Action item
Copy each line that includes the string "rainbow" from the material into your answer.

Task inputs
::::
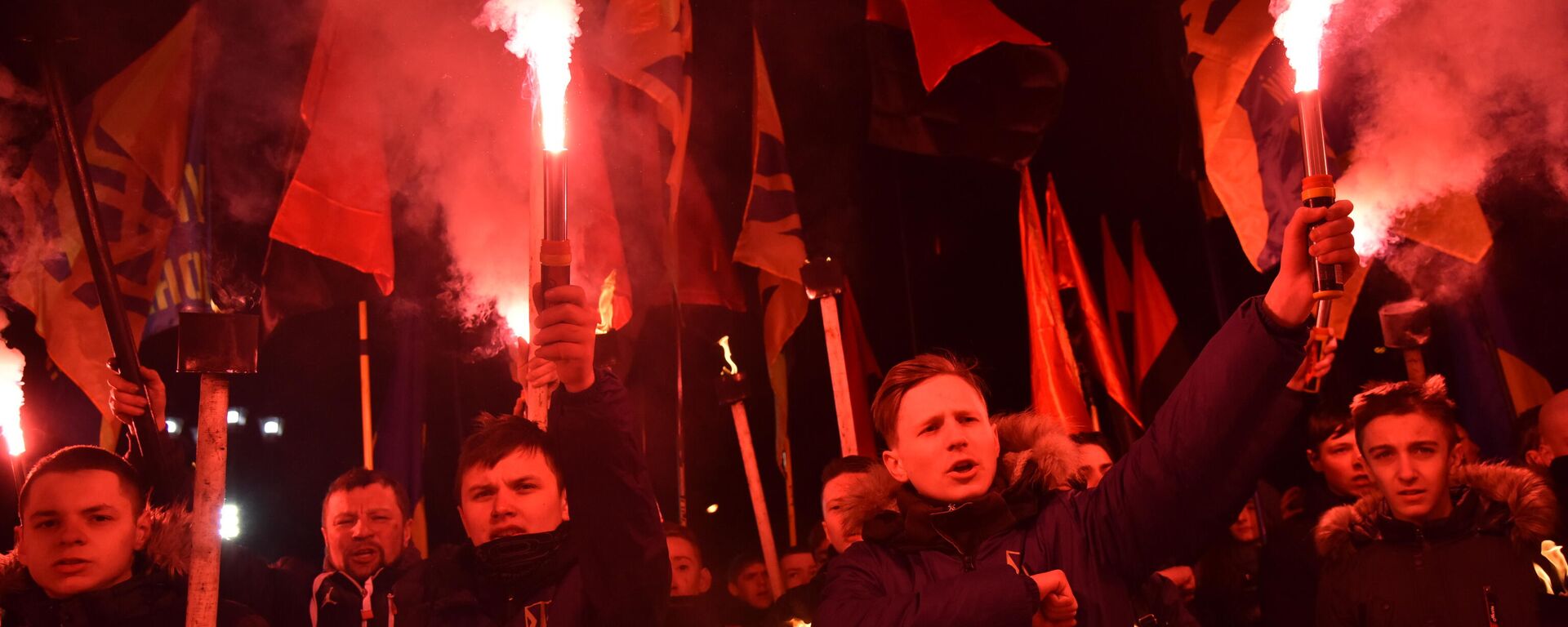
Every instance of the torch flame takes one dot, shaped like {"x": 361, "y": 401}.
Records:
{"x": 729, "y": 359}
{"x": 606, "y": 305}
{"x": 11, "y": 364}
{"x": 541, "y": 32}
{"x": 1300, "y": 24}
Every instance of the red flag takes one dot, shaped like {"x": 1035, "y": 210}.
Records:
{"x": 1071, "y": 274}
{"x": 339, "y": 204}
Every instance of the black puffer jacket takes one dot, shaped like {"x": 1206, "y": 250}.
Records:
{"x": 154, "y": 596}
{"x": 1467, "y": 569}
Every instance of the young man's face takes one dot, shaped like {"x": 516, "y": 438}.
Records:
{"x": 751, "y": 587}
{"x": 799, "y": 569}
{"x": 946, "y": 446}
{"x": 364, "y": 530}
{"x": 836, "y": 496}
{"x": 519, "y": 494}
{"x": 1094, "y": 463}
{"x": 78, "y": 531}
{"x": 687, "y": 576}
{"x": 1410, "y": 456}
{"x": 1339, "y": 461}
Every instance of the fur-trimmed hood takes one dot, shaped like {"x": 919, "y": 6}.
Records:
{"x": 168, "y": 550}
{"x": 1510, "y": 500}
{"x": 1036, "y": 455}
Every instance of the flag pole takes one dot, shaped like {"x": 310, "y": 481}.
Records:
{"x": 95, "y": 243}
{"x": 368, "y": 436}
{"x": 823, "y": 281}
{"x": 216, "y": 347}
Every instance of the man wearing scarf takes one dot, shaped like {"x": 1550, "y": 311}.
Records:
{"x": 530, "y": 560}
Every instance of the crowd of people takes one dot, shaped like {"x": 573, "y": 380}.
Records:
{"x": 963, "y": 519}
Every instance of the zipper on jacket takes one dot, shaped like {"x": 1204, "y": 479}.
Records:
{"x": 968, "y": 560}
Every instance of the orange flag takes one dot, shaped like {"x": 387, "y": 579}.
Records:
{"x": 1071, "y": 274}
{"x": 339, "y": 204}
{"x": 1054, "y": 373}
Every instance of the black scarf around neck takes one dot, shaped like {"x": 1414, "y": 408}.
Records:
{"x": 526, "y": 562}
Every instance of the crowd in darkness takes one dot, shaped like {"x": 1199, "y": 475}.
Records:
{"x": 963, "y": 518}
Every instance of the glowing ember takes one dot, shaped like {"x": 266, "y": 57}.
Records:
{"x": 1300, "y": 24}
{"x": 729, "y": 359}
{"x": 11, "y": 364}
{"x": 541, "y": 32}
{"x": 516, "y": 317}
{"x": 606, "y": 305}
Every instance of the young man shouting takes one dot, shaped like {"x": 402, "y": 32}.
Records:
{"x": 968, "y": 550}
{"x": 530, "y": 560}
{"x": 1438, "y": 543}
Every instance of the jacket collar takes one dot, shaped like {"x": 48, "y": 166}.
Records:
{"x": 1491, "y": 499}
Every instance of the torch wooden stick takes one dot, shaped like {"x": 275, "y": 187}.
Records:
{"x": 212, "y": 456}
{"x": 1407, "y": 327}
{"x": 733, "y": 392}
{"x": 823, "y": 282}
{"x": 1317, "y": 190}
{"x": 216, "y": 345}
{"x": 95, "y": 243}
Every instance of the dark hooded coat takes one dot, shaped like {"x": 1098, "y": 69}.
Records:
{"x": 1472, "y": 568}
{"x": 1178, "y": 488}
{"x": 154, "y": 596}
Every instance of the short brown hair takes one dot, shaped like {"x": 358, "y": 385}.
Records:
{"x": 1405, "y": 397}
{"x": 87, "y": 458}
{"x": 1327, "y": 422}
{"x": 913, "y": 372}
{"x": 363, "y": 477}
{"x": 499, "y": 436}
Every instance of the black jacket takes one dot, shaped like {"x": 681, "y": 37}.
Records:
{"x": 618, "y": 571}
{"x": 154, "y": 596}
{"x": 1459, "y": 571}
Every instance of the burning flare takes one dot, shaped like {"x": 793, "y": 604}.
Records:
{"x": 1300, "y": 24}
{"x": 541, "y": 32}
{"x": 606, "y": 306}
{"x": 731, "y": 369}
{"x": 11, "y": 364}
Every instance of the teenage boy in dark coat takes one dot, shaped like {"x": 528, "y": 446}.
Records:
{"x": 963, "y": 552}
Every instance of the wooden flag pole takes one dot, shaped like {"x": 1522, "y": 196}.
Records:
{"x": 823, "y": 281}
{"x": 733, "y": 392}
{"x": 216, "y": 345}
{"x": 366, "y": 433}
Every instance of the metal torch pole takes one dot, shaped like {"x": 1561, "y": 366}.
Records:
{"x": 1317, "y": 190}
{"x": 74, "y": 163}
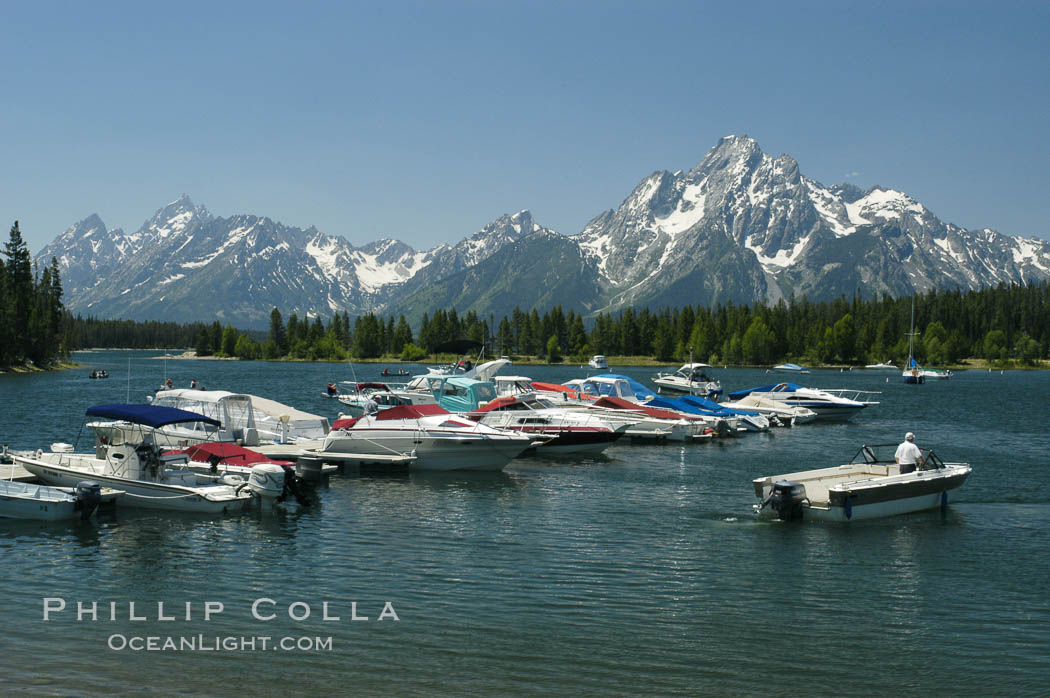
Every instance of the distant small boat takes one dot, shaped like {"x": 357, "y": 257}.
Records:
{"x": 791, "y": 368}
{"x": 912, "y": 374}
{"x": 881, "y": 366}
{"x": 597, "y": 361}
::::
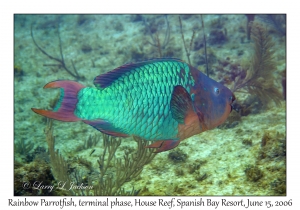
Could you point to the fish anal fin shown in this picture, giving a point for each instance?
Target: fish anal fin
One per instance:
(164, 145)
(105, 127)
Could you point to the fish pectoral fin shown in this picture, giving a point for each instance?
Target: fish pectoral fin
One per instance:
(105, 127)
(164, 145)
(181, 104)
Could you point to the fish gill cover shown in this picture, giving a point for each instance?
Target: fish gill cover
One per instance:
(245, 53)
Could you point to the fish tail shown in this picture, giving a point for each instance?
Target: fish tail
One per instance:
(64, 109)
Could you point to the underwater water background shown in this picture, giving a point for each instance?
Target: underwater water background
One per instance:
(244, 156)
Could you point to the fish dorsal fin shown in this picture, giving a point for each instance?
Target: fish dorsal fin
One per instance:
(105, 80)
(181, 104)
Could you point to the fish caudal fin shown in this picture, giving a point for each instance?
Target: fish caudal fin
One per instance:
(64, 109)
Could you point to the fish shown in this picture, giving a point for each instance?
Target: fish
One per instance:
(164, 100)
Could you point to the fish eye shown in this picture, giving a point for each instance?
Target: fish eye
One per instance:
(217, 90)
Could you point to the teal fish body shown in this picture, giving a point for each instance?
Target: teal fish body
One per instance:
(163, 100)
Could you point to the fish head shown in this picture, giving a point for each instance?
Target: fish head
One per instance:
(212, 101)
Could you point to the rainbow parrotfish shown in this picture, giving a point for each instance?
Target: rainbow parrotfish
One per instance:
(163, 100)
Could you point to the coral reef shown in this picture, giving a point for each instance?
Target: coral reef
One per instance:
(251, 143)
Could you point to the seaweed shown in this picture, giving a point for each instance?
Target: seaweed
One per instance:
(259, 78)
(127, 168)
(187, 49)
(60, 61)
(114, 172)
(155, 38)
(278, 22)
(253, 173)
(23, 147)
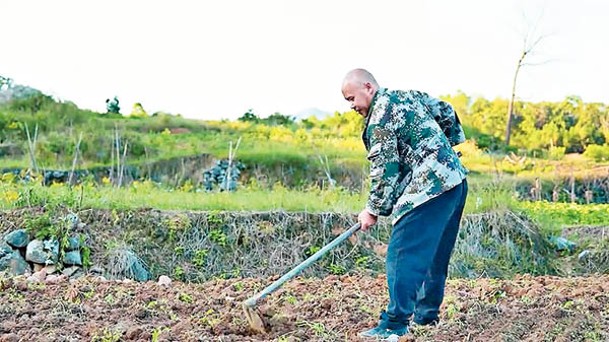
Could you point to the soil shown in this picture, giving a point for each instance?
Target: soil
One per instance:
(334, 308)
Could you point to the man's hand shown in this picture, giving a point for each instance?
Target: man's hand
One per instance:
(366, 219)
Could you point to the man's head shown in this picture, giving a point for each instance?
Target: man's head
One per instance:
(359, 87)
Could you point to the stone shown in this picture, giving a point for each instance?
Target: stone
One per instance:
::::
Task solution
Could you point to the rainbow parrotfish shown in this picture, giving a point for each instance?
Target: rainbow parrotfish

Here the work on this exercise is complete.